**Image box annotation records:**

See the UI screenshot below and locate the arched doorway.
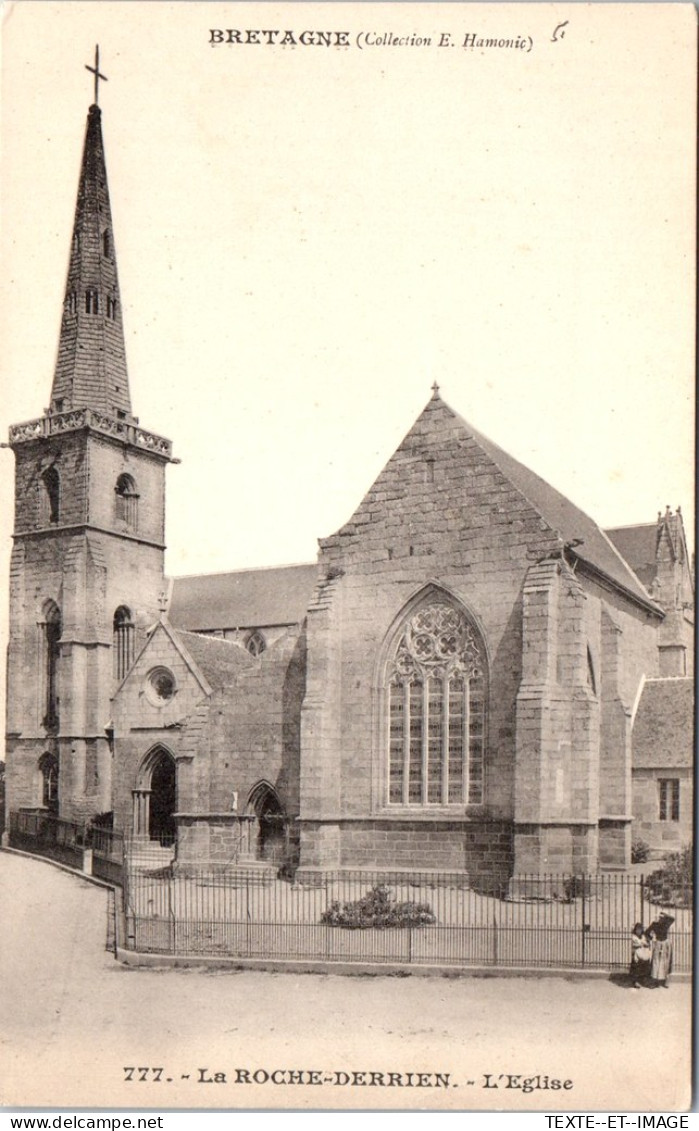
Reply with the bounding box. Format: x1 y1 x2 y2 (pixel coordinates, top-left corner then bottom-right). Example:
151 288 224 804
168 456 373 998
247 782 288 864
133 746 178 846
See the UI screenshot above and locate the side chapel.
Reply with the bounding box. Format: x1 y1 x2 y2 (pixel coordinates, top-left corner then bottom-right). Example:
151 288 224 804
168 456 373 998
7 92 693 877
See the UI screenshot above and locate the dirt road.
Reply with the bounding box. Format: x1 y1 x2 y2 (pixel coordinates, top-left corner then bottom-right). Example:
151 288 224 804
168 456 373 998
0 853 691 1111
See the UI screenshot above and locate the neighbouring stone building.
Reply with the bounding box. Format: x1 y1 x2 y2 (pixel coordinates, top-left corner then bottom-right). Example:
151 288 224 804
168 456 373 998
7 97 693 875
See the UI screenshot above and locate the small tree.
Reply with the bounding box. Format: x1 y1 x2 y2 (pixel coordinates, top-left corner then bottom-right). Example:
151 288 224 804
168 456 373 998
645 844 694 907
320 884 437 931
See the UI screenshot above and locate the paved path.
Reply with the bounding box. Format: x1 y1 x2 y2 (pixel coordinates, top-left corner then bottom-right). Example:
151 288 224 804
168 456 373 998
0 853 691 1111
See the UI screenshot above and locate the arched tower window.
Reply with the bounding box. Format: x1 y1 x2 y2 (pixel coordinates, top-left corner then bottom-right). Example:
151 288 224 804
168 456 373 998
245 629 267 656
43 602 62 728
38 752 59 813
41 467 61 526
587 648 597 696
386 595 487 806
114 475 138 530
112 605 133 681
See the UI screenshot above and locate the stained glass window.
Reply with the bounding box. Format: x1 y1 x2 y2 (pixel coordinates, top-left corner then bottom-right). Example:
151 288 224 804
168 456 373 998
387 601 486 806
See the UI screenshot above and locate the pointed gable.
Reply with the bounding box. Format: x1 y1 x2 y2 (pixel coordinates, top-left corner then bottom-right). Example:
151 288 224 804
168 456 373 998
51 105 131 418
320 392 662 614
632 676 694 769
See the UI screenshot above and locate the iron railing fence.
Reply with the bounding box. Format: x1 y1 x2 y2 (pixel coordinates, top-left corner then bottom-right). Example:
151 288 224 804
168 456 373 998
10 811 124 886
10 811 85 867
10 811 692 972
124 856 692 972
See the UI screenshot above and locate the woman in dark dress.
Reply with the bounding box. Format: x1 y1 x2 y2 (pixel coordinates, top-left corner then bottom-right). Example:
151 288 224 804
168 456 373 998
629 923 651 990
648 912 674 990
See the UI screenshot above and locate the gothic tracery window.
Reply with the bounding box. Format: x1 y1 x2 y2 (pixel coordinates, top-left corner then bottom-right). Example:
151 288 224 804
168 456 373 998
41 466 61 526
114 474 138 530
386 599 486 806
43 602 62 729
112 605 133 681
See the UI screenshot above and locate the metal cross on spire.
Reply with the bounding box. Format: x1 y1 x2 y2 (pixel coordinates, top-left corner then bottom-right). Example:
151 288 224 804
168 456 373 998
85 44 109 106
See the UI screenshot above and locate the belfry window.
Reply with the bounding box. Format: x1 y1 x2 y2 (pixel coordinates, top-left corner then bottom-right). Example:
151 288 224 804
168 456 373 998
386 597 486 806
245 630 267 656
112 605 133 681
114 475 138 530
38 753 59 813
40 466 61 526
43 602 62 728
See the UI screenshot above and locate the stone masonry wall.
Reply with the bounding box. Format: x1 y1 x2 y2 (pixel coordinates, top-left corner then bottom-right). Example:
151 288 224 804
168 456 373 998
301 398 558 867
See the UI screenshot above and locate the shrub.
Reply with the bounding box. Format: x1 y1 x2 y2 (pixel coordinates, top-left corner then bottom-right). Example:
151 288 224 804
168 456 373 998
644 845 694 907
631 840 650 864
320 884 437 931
...
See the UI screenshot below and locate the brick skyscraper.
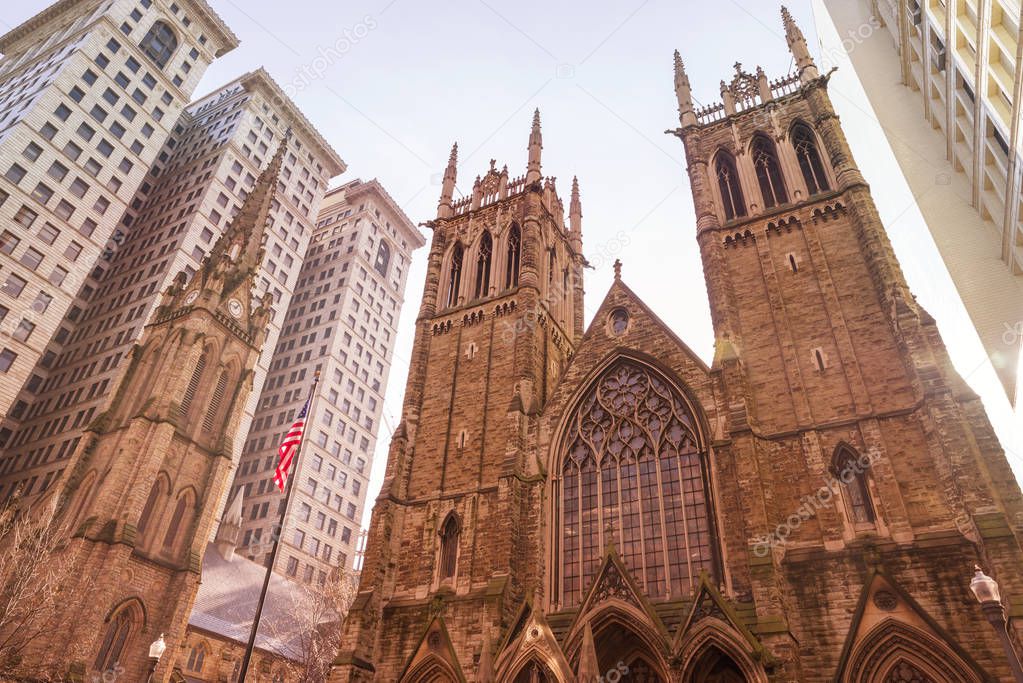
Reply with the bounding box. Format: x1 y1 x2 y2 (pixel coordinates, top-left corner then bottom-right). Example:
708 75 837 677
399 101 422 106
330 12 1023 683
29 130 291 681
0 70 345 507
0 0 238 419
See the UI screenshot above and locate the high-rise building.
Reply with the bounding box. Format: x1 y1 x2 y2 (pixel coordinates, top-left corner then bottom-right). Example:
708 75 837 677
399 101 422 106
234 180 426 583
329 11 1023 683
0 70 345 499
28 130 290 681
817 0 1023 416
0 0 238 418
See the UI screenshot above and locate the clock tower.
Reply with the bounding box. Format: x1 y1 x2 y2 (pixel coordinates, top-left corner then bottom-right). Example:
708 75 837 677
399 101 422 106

**Task objective:** Copy out the lines of the records verbatim, beginning with the line containing "See the UI screenshot above and locate the arched" and continuing through the line containing "387 601 486 806".

**Response to this exercise:**
See the UI screenshot above and locate the arched tower window.
Reply with the bounding box. Format: x1 y1 x2 y2 (pixel coordinates, top-left corner then bottom-right). Example:
151 288 224 804
168 456 373 998
245 629 267 656
43 602 62 728
38 752 59 813
41 467 61 526
587 648 597 696
386 595 487 806
114 475 138 530
112 605 133 681
See the UI screenshot above and locate the stained glass window.
Reply with the bounding box. Format: x1 y1 x2 y2 (pixel coordinates, top-left corner then bottom-right). Example:
151 288 224 804
168 456 373 998
387 601 486 806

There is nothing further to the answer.